BEGIN TEXT SEGMENT

Tuesday, April 19, 2011

Tweet your airline rage

Social media is hailed as the new way of marketing.

In many areas when handled appropriately, it can be a great tool. But many a company has listened to its PR people and set up Facebook and Twitter accounts, and then not really had any plan, or unique abilities, or real advantages.

There are some who have dealt with it well. Delta airlines in the USA have used @DeltaAssist to help out travelers on Twitter and Facebook.

Its no surprise that 93.8% of all tweets to airlines in March 2011 were about customer service issues, which is airline parlance for 'complaints'. No surprise, because Twitter is the perfect medium to release explosive anger.  It is short and immediate - just what you need.

AirAsia - are using Twitter to harness that anger by letting you have a faux twitter conversation with their CEO when you can't get through to their call centre.

There model is perfect - it allows frustrated flyers to get an instant answer to simple complaints (during restricted hours) without publicly sharing passenger anger to everyone else, by using Direct Messaging (DM).

It will be interesting to see if they take this further, and use these complaints from passengers to:
  1. Improve service based on customer feedback
  2. Use public responses on Twitter to provide other passengers who might have the same problem, the same response
  3. Build relationships with their passenger complainants
AirAsia already responds to the highest percentage of tweets of any airline (>40%).

The proof of service will come when we see how many of these complaints they resolve satisfactorily!

END TEXT SEGMENT
BEGIN DATA SHOWN

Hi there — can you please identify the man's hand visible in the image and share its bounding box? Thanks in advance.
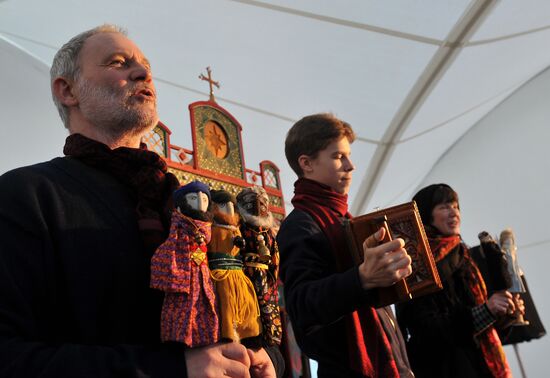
[359,228,412,289]
[487,290,516,317]
[514,293,525,316]
[185,343,252,378]
[247,348,277,378]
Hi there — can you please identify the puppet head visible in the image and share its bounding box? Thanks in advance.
[174,181,212,221]
[237,186,275,228]
[211,190,240,226]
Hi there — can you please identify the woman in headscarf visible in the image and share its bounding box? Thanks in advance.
[397,184,514,378]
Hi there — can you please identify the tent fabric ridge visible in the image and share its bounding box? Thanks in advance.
[228,0,445,46]
[351,0,497,214]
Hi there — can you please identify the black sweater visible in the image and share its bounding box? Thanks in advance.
[0,158,186,378]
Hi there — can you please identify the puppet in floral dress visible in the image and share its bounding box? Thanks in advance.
[151,181,219,347]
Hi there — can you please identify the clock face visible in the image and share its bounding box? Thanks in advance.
[204,121,229,159]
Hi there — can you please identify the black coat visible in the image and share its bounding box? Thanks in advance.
[277,209,411,378]
[0,158,186,378]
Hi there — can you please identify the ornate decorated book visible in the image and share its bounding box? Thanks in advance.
[344,201,443,307]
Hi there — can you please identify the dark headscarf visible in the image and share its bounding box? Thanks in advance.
[413,184,458,230]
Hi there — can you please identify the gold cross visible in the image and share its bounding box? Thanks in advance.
[199,67,220,102]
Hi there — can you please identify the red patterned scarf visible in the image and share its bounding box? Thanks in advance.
[427,232,512,378]
[63,134,179,255]
[292,178,399,377]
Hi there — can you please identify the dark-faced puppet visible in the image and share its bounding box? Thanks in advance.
[208,190,261,342]
[237,186,282,345]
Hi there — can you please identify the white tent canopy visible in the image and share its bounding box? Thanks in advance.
[0,0,550,376]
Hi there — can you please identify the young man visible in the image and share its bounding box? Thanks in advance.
[0,25,274,377]
[277,114,413,377]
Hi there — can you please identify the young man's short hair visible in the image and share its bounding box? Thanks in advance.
[285,113,355,177]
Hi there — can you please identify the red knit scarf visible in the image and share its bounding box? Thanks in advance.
[292,178,399,377]
[428,235,512,378]
[63,134,179,254]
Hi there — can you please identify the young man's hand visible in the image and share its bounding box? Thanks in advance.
[185,343,252,378]
[248,348,277,378]
[359,228,412,289]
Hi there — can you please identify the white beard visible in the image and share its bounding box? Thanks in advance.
[78,78,158,138]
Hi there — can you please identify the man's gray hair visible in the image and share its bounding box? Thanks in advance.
[50,24,127,128]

END DATA SHOWN

> EXERCISE REQUIREMENTS
A) Answer these questions from the airline Twitter post:
(i) Which Twitter account does Delta use to help travelers?
(ii) What percentage of all tweets to airlines in March 2011 concerned customer service issues?
(iii) What share of tweets does AirAsia respond to?
B) Transcribe the airline Twitter post starting with "Social media is" and going on through "what you need.".
The rows have nothing to do with the airline Twitter post.

> SOLUTIONS BY TASK
A)
(i) @DeltaAssist
(ii) 93.8%
(iii) More than 40%, the highest percentage of any airline.

B)
Social media is hailed as the new way of marketing.

In many areas when handled appropriately, it can be a great tool. But many a company has listened to its PR people and set up Facebook and Twitter accounts, and then not really had any plan, or unique abilities, or real advantages.

There are some who have dealt with it well. Delta airlines in the USA have used @DeltaAssist to help out travelers on Twitter and Facebook.

Its no surprise that 93.8% of all tweets to airlines in March 2011 were about customer service issues, which is airline parlance for 'complaints'. No surprise, because Twitter is the perfect medium to release explosive anger.  It is short and immediate - just what you need.